Source records
*-*-*

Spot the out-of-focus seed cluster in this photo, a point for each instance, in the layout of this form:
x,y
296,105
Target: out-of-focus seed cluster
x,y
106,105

*-*-*

▸ **WHAT IS EXPECTED**: The output should match the records above exactly, line for line.

▸ **YOUR RESPONSE**:
Spot the out-of-focus seed cluster in this photo, a point for each instance, in the layout of this form:
x,y
296,105
Target: out-of-focus seed cluster
x,y
106,105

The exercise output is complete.